> **To do**
Reproduce the data exactly; no word may be added or dropped.

> **Information given**
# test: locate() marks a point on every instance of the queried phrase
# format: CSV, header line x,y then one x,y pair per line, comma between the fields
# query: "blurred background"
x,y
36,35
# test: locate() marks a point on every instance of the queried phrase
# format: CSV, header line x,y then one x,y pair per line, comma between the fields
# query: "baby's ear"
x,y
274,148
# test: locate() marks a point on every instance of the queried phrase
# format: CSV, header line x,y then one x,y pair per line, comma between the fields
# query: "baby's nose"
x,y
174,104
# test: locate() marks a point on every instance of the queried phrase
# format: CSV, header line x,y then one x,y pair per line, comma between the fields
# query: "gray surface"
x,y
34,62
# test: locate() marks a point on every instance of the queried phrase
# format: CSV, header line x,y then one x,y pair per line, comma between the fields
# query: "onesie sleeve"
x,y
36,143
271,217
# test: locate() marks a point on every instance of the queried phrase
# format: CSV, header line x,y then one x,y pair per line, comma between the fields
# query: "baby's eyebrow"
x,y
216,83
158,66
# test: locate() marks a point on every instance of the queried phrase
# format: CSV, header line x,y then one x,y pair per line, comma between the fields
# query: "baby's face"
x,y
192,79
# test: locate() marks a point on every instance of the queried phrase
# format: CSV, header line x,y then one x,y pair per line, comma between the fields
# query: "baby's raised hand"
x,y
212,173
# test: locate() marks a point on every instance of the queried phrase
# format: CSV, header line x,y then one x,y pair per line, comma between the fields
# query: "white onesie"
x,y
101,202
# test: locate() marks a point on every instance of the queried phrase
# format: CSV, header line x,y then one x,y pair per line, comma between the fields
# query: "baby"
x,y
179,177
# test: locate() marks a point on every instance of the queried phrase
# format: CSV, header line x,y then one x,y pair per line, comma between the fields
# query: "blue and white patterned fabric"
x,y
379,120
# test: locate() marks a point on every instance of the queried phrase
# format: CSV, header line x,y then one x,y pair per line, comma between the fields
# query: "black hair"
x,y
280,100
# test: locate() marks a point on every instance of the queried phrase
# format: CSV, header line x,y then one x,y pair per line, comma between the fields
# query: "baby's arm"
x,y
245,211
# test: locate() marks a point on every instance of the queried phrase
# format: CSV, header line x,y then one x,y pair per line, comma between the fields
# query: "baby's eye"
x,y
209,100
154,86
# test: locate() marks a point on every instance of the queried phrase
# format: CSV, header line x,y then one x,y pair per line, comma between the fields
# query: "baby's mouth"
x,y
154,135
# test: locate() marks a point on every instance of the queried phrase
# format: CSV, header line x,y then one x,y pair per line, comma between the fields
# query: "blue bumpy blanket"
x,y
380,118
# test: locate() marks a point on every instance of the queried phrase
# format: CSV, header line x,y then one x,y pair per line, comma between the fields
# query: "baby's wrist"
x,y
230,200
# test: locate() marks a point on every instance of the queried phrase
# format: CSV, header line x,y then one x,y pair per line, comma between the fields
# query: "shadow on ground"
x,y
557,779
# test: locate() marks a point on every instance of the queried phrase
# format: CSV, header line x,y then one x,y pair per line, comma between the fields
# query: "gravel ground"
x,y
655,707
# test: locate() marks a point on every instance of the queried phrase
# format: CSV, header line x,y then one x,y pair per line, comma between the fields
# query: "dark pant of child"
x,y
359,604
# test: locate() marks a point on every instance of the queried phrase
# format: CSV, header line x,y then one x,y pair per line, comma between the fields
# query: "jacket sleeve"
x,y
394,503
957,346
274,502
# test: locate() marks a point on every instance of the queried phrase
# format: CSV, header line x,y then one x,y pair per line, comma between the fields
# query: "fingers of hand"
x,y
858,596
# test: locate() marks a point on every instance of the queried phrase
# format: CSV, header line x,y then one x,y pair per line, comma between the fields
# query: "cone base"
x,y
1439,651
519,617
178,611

> **Solution**
# test: locate() marks a point on every instance of the queried phrase
# format: CSV, header line x,y then one x,y pair per line, comma between the fields
# query: "blurred background"
x,y
36,35
# test: locate() marks a point on every instance of the queried phrase
# format: CSV, header line x,y then one x,y pair per line, comma between the fields
# query: "baby's ear"
x,y
274,148
# test: locate() marks a point on every instance of the queried phrase
# format: CSV, header line x,y then one x,y pair per line, comma between the fields
# query: "baby's nose"
x,y
174,104
# test: locate() marks a point on every instance of the queried phrase
# format: CSV, header line x,y then one x,y pair per line, comma between the fields
# query: "gray surface"
x,y
34,62
# test: locate() marks a point on every instance of the queried phrase
# format: CSV, header line x,y then one x,y pair per line, comma between the fields
# query: "onesie sleeve"
x,y
36,143
271,217
# test: locate() marks a point on every instance of the queried phrase
# format: CSV, header line x,y then one x,y pair per line, comma between the fields
# query: "baby's eyebrow"
x,y
216,83
158,66
# test: locate() marks a point on every instance of the queried phrase
# format: CSV, header line x,y then one x,y pair per line, comma between the fields
# query: "baby's face"
x,y
192,79
# test: locate() marks a point on every instance of the queried phrase
# format: CSV, header line x,y then one x,y pair per line, comma between the fields
# query: "baby's raised hand"
x,y
212,173
# test: locate() marks a point on every instance of the queried phrase
# format: CSV, header line x,y then one x,y pair per line, comma between the fields
# query: "white onesie"
x,y
101,202
# test: locate() marks a point on every instance of the queried phrase
# format: CSV, header line x,y then one x,y pair per line, comma between the fields
# query: "baby"
x,y
179,177
# test: locate() marks a point on every instance of the queried phrase
# format: CSV, header line x,y then one x,y pair per line, comma between the fields
# query: "blue and white patterned fabric"
x,y
379,120
# test: locate() marks a point on every instance of the queried phrase
# format: CSV, header line x,y then one x,y pair per line, comma between the fields
# query: "black hair"
x,y
280,100
# test: locate() marks a point on every instance of the queried phrase
# format: CSV, header line x,y then one x,y pair per line, comma between the fields
# query: "baby's arm"
x,y
245,211
# test: locate() marks a point on every instance of the queried phrase
# format: CSV, header line x,y then one x,y pair per line, comma between the fields
# query: "baby's eye"
x,y
209,100
154,86
# test: locate() marks a point on every instance of the queried phrase
# format: CSV, header line x,y then one x,y pair per line, comma between the fields
# query: "baby's mouth"
x,y
154,135
# test: locate() marks a point on every instance of the queried phrase
# format: CSV, header line x,y then one x,y pair per line, comma between the fields
# query: "blue bumpy blanket"
x,y
380,118
# test: locate() marks a point on every instance of the queried phrase
# format: CSV, header line x,y then one x,y pair per line, comma between the fields
# query: "baby's wrist"
x,y
230,200
# test: locate() marks a point on every instance of the queried phrase
# format: CSV, header line x,y then one x,y pair per line, comma between the fields
# query: "shadow on ground"
x,y
557,779
# test: locate() marks a point on every instance of the queried phrase
# format: CSV, header line x,y then one x,y pair per line, comma between the fields
# query: "gravel ground"
x,y
655,707
# test: locate() marks a point on every instance of the queried phrase
# format: CSV, header line x,y then one x,y pair per line, comma between the fields
# query: "dark pant of child"
x,y
359,604
# test: locate() marks a point on every instance of the queried phrase
# format: CSV, header line x,y then one x,y pair per line, comma between the fields
# query: "jacket sleeve"
x,y
394,503
957,346
274,502
# test: locate() marks a point on every instance of the queried phrase
# format: CSV, header line x,y then one x,y pair per line, comma between the fields
# query: "fingers of hand"
x,y
858,596
# test: locate() marks a point on every instance of the queried phrase
# format: CSV, header line x,y then one x,y pair per line, comma between the fields
# query: "cone base"
x,y
1439,651
519,617
178,611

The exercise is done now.